**Questions**
- 1) In the Ukiah Municipal Airport text, reproduce the passage that begins at the words "CALSTAR (California Shock" and ends after "at the airport.", changing "northern Nevada" to "southern Oregon".
- 2) List every three-letter airport code that appears in parentheses in the Ukiah Municipal Airport text.

Segment Start: Document segment

Ukiah Municipal Airport is a public airport located one mile (1.6 km) south of Ukiah, serving Mendocino County, California, United States. This general aviation airport covers 160 acre and has one runway.

== Airlines and destinations ==

=== Cargo ===
The following airlines offer scheduled cargo service:

| Airlines | Destinations |
|---|---|
| FedEx Feeder | Sacramento |

== Past passenger airline service ==

Ukiah was served by Pacific Air Lines until the early 1960s with Douglas DC-3 aircraft with direct service to San Francisco International Airport (SFO) via an intermediate stop at Santa Rosa (STS). Northbound DC-3 service operated by Pacific was flown from the airport to Eureka/Arcata (ACV), Crescent City (CEC) and Medford, OR (MFR).

Stol Air Commuter served Ukiah during the 1970s with nonstop service to San Francisco International Airport which was operated with Britten-Norman Islander and Trislander STOL (short take off and landing) capable aircraft.

== CalFire Airbase ==

Staffing at the base consists of one battalion chief and one fire captain (air tactics group supervisors), one fire apparatus engineer (base manager), and several firefighters. The complement of aircraft located at Ukiah includes one OV-10 Bronco (Air Attack 110) and two Grumman S-2 Tracker air tankers (classified as S-2Ts, Tankers 90 and 91.)

== CALSTAR ==

CALSTAR (California Shock Trauma Air Rescue) is a nonprofit regional air ambulance company serving California and northern Nevada. It is currently the largest nonprofit air ambulance provider on the West Coast. CALSTAR 4 is based at the airport.

Segment End: Document segment
Segment Start: Dataset excerpts

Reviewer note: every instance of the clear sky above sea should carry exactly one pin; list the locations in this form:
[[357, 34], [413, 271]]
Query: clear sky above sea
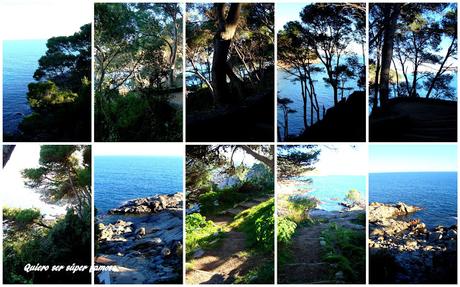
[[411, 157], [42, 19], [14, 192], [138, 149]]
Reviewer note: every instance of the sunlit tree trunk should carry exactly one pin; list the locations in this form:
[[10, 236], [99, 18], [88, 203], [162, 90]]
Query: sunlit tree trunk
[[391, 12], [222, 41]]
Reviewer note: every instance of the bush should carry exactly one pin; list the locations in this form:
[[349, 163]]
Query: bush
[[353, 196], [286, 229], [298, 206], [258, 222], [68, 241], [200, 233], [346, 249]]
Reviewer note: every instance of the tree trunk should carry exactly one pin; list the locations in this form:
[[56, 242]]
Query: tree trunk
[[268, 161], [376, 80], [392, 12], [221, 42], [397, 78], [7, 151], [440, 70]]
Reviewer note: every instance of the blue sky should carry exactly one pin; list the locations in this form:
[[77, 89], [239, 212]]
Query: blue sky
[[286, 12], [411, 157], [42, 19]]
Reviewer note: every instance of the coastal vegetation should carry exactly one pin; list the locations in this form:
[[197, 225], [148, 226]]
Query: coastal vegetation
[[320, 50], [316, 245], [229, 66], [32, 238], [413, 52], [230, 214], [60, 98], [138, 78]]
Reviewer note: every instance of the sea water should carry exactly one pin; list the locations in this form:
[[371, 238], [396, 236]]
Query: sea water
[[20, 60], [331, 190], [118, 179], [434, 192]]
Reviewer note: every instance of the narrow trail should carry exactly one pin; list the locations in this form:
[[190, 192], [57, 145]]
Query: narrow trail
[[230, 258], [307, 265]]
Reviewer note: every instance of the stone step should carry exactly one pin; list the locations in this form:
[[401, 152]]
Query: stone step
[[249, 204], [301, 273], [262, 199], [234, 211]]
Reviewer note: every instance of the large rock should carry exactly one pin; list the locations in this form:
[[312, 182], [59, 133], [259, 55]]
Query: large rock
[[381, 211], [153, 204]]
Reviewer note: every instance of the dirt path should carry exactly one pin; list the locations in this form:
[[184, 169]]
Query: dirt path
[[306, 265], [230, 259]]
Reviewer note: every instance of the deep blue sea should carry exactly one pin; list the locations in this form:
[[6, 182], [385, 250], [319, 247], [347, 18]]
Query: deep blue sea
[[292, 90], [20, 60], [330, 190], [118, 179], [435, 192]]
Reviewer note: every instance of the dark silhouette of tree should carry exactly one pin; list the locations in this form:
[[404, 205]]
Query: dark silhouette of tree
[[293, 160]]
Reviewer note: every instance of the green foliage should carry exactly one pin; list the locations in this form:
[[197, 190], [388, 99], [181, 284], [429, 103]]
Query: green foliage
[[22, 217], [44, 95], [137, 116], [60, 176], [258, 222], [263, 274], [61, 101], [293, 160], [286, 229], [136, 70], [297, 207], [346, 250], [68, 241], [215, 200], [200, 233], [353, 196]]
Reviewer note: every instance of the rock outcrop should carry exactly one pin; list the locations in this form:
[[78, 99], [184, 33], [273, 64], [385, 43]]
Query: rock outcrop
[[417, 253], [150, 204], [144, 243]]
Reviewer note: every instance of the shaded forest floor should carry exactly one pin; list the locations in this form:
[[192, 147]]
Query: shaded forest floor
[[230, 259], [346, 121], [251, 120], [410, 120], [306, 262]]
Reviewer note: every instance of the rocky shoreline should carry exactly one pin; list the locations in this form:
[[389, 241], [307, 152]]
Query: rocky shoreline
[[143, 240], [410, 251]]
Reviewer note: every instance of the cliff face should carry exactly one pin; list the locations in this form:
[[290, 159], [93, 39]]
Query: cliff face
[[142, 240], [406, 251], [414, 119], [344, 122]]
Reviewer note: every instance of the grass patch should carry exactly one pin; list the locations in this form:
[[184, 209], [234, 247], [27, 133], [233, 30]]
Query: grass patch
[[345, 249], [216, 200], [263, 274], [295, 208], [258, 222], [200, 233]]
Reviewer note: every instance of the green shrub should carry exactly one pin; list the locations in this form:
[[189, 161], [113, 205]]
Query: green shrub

Segment End: Dataset excerpts
Segment Start: Dataset excerpts

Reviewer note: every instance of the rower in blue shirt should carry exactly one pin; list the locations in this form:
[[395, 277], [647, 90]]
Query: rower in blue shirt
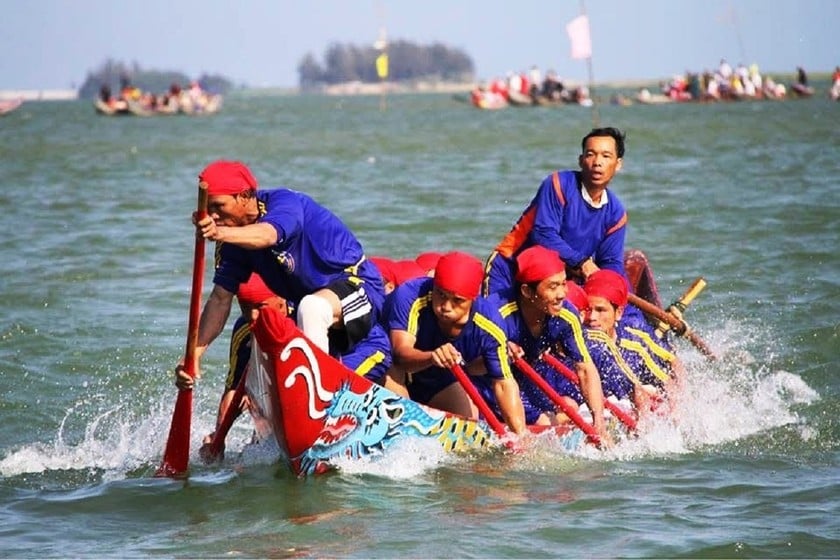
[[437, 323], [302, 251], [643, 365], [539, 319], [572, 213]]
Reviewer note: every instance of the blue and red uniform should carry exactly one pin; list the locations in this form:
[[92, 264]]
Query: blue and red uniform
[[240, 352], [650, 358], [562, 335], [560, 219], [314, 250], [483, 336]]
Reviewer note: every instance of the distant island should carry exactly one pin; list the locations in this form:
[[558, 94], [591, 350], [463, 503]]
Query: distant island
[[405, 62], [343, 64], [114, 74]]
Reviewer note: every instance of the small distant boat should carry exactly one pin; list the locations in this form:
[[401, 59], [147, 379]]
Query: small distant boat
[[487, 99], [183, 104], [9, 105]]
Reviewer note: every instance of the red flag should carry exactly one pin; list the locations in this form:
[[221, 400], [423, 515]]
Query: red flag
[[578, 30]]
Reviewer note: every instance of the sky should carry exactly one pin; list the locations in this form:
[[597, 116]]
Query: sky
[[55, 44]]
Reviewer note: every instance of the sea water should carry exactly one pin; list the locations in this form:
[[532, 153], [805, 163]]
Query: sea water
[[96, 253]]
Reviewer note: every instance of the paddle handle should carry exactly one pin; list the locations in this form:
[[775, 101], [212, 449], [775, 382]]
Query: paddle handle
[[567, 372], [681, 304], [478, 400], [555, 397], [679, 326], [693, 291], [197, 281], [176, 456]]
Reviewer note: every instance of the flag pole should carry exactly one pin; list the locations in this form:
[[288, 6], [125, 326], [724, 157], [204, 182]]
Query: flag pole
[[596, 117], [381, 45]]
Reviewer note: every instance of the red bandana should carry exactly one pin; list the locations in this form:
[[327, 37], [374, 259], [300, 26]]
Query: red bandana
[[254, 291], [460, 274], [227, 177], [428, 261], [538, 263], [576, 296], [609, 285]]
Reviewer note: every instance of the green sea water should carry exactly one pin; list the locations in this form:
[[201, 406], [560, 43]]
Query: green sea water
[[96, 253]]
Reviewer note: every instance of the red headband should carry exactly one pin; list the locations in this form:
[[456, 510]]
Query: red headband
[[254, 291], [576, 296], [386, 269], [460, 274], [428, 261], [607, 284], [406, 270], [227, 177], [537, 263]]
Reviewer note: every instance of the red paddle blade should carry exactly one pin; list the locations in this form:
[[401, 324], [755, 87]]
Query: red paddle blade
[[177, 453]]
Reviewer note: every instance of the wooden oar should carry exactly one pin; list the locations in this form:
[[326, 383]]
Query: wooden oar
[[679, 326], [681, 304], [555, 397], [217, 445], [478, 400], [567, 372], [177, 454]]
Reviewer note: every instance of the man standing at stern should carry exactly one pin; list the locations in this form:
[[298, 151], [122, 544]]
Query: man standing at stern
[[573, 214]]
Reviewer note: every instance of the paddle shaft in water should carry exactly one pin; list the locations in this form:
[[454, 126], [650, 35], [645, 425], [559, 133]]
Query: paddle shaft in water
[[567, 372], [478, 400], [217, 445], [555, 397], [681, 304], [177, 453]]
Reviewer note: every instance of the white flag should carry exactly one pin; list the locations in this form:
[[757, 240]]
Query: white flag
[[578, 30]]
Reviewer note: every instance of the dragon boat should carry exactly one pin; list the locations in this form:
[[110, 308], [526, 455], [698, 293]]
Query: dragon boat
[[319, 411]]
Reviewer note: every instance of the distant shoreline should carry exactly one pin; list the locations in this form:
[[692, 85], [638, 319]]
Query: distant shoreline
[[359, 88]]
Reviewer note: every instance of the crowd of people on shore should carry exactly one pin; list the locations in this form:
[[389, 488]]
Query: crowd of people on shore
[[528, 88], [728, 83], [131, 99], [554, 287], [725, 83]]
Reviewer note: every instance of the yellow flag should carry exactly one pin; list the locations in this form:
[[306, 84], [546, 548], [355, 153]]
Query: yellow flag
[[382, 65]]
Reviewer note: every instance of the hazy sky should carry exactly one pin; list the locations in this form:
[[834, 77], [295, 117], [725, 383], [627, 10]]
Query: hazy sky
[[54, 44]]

Segment End: Dataset excerpts

**Task-by-task solutions**
- 1)
CALSTAR (California Shock Trauma Air Rescue) is a nonprofit regional air ambulance company serving California and southern Oregon. It is currently the largest nonprofit air ambulance provider on the West Coast. CALSTAR 4 is based at the airport.

- 2) SFO, STS, ACV, CEC, MFR